What needs to be done |
Pick out every line of the records below that contains the string "your", treating uppercase and lowercase as distinct, and copy each such line.

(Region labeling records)
::::::::::
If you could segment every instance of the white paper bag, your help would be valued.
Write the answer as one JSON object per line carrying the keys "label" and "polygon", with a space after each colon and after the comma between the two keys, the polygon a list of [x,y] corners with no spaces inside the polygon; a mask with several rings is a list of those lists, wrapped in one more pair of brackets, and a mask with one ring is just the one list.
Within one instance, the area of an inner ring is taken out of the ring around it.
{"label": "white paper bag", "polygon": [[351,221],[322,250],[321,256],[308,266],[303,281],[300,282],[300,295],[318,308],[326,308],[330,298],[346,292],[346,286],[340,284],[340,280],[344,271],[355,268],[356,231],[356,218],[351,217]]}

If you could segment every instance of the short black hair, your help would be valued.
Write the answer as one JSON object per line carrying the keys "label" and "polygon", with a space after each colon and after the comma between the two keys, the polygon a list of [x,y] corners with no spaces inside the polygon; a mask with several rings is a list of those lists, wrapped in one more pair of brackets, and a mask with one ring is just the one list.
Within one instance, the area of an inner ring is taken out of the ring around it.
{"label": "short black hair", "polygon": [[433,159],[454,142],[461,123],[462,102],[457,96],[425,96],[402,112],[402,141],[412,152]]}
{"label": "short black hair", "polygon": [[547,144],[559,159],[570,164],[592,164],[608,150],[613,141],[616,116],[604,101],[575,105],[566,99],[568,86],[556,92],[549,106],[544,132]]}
::::::::::
Answer to the problem |
If you could segment every instance of the white paper bag, your help would be valued.
If you could segment every instance of the short black hair, your help would be valued.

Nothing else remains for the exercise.